### What you are asked to do
Arrange every line of the records below as a Markdown table with the columns Row and Line, numbering the lines in the Row column. Skip blank lines and leave the pictures out of the table.

### Extracted records
________________________________________

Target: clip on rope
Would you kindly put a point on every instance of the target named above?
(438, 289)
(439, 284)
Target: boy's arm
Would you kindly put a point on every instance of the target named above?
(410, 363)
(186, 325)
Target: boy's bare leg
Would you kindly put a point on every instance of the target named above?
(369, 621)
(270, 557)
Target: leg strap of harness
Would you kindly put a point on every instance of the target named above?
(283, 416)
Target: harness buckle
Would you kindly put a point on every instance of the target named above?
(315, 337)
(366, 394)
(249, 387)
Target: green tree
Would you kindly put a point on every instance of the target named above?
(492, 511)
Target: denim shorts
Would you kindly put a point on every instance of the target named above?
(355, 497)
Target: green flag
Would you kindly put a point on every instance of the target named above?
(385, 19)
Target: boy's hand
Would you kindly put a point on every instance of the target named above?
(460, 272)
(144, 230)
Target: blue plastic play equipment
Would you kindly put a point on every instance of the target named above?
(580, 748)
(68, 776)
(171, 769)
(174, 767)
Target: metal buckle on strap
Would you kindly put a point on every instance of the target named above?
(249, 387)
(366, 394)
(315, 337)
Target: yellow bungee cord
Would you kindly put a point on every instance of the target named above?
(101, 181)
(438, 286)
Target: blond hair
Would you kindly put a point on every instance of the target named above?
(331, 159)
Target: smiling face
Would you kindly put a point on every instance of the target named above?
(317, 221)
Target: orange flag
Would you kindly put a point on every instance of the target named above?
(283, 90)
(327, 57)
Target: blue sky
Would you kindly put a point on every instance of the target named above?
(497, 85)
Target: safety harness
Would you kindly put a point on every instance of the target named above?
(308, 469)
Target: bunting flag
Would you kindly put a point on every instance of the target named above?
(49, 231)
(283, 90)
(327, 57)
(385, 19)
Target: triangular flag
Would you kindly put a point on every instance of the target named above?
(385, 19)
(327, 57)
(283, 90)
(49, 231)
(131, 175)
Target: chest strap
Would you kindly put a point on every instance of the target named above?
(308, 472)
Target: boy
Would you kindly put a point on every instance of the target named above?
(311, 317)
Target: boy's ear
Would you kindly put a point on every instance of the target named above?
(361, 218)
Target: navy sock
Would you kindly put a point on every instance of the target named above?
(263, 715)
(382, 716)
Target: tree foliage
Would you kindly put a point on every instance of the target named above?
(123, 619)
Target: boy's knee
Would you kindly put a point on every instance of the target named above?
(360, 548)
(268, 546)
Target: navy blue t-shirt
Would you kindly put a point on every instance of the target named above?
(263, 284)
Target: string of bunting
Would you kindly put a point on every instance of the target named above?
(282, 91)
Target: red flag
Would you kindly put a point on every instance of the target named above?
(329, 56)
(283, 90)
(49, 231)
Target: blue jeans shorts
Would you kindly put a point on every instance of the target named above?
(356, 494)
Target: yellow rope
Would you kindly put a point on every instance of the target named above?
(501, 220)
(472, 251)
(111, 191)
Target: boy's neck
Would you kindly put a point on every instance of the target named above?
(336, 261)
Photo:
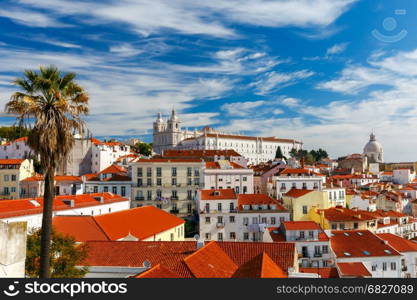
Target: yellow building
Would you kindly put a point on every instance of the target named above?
(169, 184)
(12, 171)
(299, 202)
(339, 218)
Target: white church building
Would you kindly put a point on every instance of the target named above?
(169, 135)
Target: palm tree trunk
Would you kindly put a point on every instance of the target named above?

________________________________________

### Exercise response
| Row | Line |
|---|---|
| 1 | Target: clip on rope |
| 2 | Would you kindly put a point on every instance of the target named above? |
| 3 | (438, 289) |
| 4 | (439, 284) |
| 5 | Target: boy's arm |
| 6 | Would you kindly put a point on every instance of the target named above? |
| 7 | (410, 363) |
| 8 | (186, 325) |
| 9 | Target: boy's bare leg |
| 10 | Would you kindly put a point on every instance of the target named above? |
| 11 | (369, 621) |
| 12 | (270, 557) |
| 13 | Target: leg strap of harness |
| 14 | Would you kindly put a point on every instance of the target named above? |
| 15 | (283, 416) |
| 16 | Target: harness buckle |
| 17 | Would you kindly put a point on every instance of the target named above? |
| 18 | (315, 337) |
| 19 | (366, 394) |
| 20 | (249, 387) |
| 21 | Target: green tree |
| 22 | Would you kindly put a point on every instance of the target named above? |
| 23 | (492, 511) |
| 24 | Target: denim shorts |
| 25 | Would you kindly put a point on every instance of the target named above? |
| 26 | (355, 497) |
| 27 | Target: green flag |
| 28 | Would you kindly put a point on every instance of the target named above? |
| 29 | (385, 19) |
| 30 | Target: boy's hand |
| 31 | Would you kindly put a point on every instance of the target named above? |
| 32 | (460, 272) |
| 33 | (144, 230) |
| 34 | Target: blue plastic play equipment |
| 35 | Would you kindly put a point on every instance of the target named above? |
| 36 | (580, 748) |
| 37 | (68, 776) |
| 38 | (171, 769) |
| 39 | (174, 767) |
| 40 | Target: metal buckle on strap |
| 41 | Would you kindly put a point on every instance of the target named above? |
| 42 | (249, 387) |
| 43 | (366, 394) |
| 44 | (315, 337) |
| 45 | Target: yellow bungee cord |
| 46 | Would you kindly put a point on every instance of the target named above? |
| 47 | (101, 181) |
| 48 | (438, 286) |
| 49 | Target: blond hair |
| 50 | Would you kindly put a point on every instance of the target named above? |
| 51 | (331, 159) |
| 52 | Target: smiling face |
| 53 | Would you kindly put a point on every instance of the target named above? |
| 54 | (317, 221) |
| 55 | Target: orange flag |
| 56 | Would you kindly put a point on every instance of the target named above? |
| 57 | (283, 90) |
| 58 | (327, 57) |
| 59 | Target: blue sky |
| 60 | Would you kindly put a point on every instance of the target named above? |
| 61 | (497, 85) |
| 62 | Target: safety harness |
| 63 | Would you kindly put a point on every instance of the target named above? |
| 64 | (308, 469) |
| 65 | Target: bunting flag |
| 66 | Would you kindly put a point on every instance of the target named above? |
| 67 | (49, 231) |
| 68 | (283, 90) |
| 69 | (327, 57) |
| 70 | (385, 19) |
| 71 | Target: triangular flag |
| 72 | Would you kindly put a point on every instance of the target named above? |
| 73 | (385, 19) |
| 74 | (327, 57) |
| 75 | (283, 90) |
| 76 | (49, 231) |
| 77 | (131, 175) |
| 78 | Target: chest strap |
| 79 | Would you kindly put a point on every instance of the target named above? |
| 80 | (308, 472) |
| 81 | Target: boy |
| 82 | Would you kindly put a point on every instance of the target named above? |
| 83 | (311, 317) |
| 84 | Target: boy's ear |
| 85 | Would you kindly put a point on every instance of the target named above? |
| 86 | (361, 218) |
| 87 | Target: navy sock |
| 88 | Would you kindly put a point on every instance of the target named above? |
| 89 | (263, 715) |
| 90 | (382, 716) |
| 91 | Target: tree foliage |
| 92 | Would you kindly put a point on every instance of the target named above? |
| 93 | (123, 619) |
| 94 | Target: boy's knee |
| 95 | Would you kindly put a point on every instance of the target named above? |
| 96 | (360, 548) |
| 97 | (268, 546) |
| 98 | Target: navy blue t-shirt |
| 99 | Would you kindly put a point on every instance of the target named above? |
| 100 | (263, 284) |
| 101 | Target: string of bunting |
| 102 | Would you kindly put a point on every instance of the target named above? |
| 103 | (282, 91) |
| 104 | Target: red flag |
| 105 | Would you kindly put a point on every instance of the target named above? |
| 106 | (329, 56) |
| 107 | (283, 90) |
| 108 | (49, 231) |
| 109 | Target: blue jeans shorts |
| 110 | Would you kindly put a point on every instance of the target named above? |
| 111 | (356, 494) |
| 112 | Target: yellow rope |
| 113 | Would you kindly put a point on every instance of the target named above? |
| 114 | (501, 220) |
| 115 | (472, 251) |
| 116 | (111, 191) |
| 117 | Target: boy's neck |
| 118 | Would you kindly put a point on every instance of the target named above? |
| 119 | (336, 261) |
| 120 | Photo: |
| 121 | Target: yellow building |
| 122 | Would you kindly put a point on every instance of the target named above? |
| 123 | (169, 184) |
| 124 | (12, 171) |
| 125 | (299, 202) |
| 126 | (339, 218) |
| 127 | Target: white church building |
| 128 | Would you kindly put a point on every instance of the target named above? |
| 129 | (169, 135) |
| 130 | Target: palm tree trunk |
| 131 | Would you kindly put a point on every instance of the target named above? |